** Start **

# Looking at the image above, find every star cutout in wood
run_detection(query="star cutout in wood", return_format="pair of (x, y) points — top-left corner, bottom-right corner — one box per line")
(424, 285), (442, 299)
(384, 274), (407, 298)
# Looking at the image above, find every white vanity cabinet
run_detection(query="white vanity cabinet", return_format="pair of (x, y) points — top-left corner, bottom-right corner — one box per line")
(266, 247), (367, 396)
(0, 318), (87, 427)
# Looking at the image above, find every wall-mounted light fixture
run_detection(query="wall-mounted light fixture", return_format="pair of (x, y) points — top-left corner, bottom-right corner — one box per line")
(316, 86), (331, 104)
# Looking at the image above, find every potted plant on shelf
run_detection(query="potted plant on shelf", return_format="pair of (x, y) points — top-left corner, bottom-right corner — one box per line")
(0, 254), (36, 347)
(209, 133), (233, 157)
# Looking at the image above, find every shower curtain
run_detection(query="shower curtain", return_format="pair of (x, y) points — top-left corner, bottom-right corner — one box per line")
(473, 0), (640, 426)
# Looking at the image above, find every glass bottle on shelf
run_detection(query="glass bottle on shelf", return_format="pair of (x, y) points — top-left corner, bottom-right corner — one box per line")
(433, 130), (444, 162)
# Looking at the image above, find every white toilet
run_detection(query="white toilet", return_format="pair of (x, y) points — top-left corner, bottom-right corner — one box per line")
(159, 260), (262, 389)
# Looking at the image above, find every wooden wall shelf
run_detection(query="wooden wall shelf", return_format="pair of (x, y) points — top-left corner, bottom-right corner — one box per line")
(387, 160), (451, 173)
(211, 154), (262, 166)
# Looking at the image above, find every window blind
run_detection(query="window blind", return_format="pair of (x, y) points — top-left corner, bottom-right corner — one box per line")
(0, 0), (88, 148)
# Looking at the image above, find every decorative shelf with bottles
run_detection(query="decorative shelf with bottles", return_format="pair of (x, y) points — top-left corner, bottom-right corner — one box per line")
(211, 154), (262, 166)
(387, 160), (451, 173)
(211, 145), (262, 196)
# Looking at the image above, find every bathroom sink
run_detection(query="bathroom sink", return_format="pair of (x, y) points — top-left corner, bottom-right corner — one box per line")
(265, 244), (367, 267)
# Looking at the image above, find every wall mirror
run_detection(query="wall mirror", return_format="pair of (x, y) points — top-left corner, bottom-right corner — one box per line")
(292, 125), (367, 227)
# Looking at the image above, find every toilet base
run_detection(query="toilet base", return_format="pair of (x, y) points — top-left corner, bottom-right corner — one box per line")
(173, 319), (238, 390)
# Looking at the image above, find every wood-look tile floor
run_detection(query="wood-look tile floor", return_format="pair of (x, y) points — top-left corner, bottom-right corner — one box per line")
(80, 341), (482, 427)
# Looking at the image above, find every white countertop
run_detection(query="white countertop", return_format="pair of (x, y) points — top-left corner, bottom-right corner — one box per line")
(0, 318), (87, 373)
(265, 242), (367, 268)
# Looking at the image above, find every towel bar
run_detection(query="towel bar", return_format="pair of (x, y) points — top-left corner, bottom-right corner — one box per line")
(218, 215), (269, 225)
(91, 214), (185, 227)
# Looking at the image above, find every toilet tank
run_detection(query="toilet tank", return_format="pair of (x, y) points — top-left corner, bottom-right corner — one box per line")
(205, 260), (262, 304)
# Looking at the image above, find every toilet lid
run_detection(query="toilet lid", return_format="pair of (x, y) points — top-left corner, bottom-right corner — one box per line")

** End **

Rewrite the entries starting with the line that contains "# Looking at the image above, find every wall mirror" and going on through the line that contains "(205, 260), (262, 304)", replacing "towel bar" with "towel rack" and keeping everything else unchanged.

Answer to this task>
# Looking at the image above, find every wall mirror
run_detection(query="wall mirror", return_format="pair of (x, y) points — top-left corner, bottom-right corner — one box per line")
(292, 125), (367, 227)
# Looking at the image above, find every toilet base
run_detection(query="toilet base", return_format="pair of (x, y) points — top-left corner, bottom-right corner — one box per line")
(173, 319), (238, 390)
# Looking at the image above, find every wood-look tile floor
run_detection(query="wood-look tile floor", return_format="pair of (x, y) points — top-left corner, bottom-right corner — one box per line")
(80, 341), (482, 427)
# Looking at the image above, find every white countertop
run_detection(query="white countertop", return_format="pair of (x, y) points — top-left corner, bottom-right corner — one box per line")
(0, 318), (87, 373)
(265, 242), (367, 268)
# Looking at the image above, find every towel rack
run_detection(query="towel rack", return_format="pair of (x, y) points — top-left corner, bottom-right corner — one box per line")
(218, 215), (269, 225)
(91, 214), (185, 227)
# Looking at the image above, find every toilet tank
run_detection(query="toilet tank", return_format="pair of (x, y) points — top-left corner, bottom-right corner — one box per line")
(205, 260), (262, 304)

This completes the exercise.